### MATERIAL PROVIDED ###
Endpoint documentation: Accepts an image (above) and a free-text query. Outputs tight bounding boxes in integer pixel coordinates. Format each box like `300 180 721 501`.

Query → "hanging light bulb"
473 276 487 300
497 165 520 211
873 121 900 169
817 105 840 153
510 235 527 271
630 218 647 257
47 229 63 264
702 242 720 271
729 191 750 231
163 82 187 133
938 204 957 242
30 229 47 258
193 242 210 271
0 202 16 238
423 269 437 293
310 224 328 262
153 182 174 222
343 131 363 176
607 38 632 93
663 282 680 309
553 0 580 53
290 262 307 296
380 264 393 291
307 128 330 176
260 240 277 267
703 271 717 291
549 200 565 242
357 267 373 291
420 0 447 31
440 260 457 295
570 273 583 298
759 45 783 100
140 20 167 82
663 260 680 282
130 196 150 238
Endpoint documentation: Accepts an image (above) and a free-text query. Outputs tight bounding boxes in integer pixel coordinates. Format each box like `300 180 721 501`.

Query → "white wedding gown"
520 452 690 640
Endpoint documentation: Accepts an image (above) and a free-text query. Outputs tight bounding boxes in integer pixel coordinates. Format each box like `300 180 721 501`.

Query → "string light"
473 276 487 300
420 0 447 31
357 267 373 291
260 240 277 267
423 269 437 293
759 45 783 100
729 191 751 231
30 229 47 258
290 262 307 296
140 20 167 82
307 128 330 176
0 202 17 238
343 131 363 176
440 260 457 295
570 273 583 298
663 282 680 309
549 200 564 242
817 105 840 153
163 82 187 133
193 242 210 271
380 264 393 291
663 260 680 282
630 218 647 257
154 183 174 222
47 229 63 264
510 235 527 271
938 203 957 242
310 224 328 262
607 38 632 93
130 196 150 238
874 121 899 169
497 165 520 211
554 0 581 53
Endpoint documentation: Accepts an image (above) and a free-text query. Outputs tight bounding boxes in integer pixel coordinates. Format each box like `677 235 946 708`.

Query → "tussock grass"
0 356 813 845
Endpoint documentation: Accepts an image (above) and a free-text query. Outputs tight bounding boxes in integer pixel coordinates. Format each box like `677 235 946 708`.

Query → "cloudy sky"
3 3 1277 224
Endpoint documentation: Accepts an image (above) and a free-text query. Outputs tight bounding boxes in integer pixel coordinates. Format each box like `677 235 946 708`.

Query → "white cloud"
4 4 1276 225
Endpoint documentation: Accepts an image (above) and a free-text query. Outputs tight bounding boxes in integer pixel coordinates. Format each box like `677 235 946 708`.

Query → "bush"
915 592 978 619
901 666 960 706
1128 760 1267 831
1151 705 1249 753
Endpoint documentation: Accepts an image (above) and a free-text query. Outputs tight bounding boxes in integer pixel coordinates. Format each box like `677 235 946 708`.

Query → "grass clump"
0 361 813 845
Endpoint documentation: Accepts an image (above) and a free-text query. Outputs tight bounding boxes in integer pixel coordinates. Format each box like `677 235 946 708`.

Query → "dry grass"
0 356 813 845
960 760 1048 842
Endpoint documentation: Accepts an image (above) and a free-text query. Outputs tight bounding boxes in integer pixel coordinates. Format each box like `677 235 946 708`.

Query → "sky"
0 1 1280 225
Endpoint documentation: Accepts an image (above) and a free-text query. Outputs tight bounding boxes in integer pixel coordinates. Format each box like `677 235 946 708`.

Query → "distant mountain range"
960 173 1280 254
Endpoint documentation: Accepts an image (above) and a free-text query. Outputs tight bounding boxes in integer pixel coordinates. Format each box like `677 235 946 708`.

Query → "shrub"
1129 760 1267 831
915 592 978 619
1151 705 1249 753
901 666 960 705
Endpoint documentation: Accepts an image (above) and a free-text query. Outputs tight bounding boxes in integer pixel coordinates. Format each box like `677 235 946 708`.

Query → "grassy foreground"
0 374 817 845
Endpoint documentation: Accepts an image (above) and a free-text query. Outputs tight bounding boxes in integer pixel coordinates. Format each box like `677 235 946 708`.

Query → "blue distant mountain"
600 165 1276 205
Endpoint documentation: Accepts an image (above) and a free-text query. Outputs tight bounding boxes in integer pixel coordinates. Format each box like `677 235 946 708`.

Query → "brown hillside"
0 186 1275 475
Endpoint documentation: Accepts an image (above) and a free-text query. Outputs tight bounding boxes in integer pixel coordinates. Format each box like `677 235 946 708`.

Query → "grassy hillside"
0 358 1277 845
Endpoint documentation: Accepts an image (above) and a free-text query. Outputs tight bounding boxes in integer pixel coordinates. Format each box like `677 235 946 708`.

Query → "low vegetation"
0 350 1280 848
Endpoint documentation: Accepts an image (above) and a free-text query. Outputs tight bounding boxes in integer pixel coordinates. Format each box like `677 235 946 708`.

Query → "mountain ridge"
###
WRITTEN REQUEST
Collect every line in the listing above that contains the string "distant". Matches are case-sensitive.

FULL ANSWER
Query → "distant mountain range"
Query → "blue distant mountain"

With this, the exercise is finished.